------ EXERCISE MATERIAL ------
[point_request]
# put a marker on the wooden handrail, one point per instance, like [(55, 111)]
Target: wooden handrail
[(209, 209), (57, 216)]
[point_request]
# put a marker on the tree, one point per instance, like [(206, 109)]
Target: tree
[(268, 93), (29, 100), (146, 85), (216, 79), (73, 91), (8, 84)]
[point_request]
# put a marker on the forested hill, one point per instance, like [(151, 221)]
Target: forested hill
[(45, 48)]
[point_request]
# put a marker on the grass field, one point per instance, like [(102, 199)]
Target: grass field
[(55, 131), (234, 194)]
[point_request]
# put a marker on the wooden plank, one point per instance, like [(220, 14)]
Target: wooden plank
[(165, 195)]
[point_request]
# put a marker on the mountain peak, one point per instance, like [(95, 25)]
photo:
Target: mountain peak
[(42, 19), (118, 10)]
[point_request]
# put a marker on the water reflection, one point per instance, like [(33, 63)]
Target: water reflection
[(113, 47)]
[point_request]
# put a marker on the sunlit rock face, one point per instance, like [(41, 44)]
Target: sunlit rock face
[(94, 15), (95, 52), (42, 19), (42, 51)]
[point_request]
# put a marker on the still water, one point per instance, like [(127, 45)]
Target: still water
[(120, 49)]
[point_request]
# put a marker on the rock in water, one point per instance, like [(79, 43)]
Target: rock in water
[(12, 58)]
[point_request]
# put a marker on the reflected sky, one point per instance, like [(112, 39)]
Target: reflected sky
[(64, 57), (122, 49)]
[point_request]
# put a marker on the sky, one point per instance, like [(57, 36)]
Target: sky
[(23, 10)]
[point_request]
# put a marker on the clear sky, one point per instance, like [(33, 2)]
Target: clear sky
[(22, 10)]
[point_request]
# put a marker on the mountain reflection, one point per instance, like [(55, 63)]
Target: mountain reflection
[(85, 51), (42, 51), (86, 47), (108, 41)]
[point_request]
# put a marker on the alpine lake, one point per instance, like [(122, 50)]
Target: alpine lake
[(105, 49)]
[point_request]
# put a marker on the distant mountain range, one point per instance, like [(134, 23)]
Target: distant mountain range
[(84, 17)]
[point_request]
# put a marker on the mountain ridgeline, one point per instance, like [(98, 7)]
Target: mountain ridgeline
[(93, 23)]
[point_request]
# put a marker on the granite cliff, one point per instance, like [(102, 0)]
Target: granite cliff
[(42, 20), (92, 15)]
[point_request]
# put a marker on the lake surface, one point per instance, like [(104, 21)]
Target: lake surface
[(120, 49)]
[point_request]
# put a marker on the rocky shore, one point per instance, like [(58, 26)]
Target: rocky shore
------
> [INSTRUCTIONS TO FOLLOW]
Identify and copy every line above that contains the word "field", keeping to the lines as they appear in the records. Case counts.

> [PROBLEM SOLUTION]
# put a marker on the grass field, one point per instance, like [(102, 199)]
Target: grass field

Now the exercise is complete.